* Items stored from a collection

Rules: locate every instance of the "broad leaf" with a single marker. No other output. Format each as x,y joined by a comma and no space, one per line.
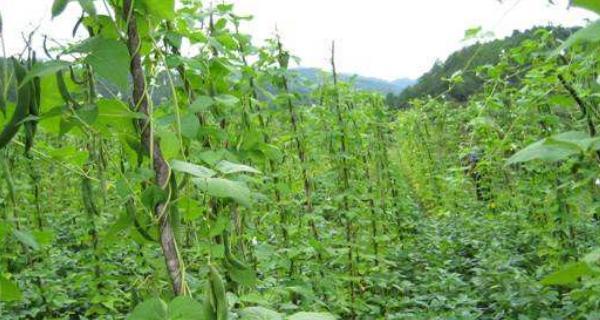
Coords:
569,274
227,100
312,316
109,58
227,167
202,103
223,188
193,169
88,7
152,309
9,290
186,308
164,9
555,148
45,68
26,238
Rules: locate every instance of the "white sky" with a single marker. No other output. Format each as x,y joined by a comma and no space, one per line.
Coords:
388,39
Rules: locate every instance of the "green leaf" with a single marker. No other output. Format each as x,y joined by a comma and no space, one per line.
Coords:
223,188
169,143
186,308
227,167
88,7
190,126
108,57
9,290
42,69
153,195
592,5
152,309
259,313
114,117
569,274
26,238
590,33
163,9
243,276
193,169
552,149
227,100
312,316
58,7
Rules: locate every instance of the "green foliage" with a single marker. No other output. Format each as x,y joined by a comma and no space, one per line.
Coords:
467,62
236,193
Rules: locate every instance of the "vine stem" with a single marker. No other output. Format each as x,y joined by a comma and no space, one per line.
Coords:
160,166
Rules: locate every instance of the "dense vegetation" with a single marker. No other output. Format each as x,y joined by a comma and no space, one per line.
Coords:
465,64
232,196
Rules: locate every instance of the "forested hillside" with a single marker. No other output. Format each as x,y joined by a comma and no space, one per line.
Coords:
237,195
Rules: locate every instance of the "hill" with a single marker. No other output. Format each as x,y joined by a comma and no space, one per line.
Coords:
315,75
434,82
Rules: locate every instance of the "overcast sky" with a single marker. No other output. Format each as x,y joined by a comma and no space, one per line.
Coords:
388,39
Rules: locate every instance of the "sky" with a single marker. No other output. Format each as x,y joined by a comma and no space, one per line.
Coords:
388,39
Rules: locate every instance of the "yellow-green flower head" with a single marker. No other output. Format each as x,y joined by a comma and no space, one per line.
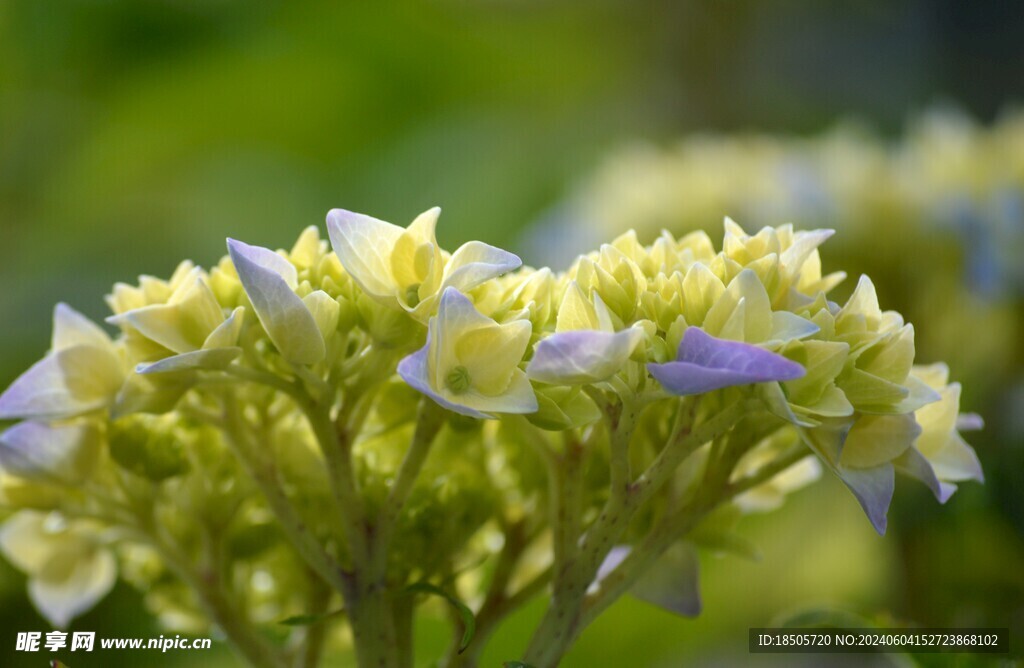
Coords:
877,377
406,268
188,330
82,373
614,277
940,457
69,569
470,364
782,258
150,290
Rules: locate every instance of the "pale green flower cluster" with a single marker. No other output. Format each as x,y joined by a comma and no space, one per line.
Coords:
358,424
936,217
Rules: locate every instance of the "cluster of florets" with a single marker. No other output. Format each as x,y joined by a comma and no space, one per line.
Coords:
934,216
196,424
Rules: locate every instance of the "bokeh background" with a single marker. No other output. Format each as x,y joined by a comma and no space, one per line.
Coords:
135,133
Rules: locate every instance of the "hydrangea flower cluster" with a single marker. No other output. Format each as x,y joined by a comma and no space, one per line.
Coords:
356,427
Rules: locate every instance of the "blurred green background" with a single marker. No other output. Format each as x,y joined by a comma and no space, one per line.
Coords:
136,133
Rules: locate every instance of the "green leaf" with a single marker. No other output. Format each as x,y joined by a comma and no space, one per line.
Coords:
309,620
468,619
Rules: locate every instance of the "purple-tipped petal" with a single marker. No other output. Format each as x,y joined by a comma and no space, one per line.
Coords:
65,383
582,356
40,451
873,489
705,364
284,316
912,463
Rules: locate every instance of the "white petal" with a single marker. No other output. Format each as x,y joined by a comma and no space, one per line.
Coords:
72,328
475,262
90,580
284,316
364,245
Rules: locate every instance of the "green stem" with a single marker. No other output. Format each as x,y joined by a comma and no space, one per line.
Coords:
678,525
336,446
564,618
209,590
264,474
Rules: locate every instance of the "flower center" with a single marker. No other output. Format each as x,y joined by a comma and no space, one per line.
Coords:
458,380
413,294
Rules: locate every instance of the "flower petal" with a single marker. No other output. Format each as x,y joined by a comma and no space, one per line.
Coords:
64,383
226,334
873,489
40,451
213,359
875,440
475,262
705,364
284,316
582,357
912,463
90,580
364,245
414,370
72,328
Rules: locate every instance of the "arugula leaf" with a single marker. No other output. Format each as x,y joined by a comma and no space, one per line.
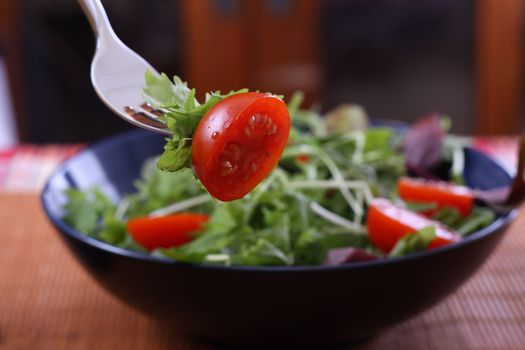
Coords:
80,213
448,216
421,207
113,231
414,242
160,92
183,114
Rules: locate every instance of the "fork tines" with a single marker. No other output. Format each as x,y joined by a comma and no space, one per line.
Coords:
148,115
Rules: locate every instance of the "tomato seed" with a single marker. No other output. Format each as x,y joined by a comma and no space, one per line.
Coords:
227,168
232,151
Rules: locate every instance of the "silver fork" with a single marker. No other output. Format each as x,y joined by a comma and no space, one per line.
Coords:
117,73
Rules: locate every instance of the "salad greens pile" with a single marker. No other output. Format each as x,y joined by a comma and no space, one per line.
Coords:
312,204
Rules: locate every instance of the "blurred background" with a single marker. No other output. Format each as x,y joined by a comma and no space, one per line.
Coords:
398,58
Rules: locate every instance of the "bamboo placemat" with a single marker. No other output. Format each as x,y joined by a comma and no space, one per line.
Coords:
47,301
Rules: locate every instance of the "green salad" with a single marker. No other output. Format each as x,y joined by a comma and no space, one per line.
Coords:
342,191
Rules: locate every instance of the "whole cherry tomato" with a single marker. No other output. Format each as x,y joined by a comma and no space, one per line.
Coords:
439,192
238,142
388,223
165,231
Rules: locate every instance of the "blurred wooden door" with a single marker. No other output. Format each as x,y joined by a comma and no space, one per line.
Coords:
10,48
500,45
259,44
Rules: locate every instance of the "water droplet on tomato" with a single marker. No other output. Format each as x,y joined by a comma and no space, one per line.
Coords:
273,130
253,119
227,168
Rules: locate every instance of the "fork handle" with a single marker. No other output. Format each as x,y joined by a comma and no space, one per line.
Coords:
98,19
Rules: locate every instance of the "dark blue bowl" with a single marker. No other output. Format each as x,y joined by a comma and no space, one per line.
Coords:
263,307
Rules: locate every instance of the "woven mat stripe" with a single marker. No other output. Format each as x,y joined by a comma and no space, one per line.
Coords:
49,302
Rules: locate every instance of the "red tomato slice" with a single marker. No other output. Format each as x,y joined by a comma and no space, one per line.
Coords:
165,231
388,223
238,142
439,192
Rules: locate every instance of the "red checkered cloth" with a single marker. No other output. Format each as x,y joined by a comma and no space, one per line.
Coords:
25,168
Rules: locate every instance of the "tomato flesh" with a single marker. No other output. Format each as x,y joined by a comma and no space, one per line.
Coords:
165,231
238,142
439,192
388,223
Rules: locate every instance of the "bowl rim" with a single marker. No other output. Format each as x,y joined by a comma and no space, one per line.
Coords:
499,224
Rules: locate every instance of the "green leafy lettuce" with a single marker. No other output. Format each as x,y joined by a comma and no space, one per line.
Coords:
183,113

* Direction
Report each line of the rows above that contains the word "white". Case counts.

* Complete output
Rules: locate every instance of the "white sky" with a single marker. No other output. Format each as x,y joined by a comma and no space, one per line.
Rules: locate every instance of the "white petal" with a single marker. No other output. Format each as x,y joined by a comma and no space, one per line.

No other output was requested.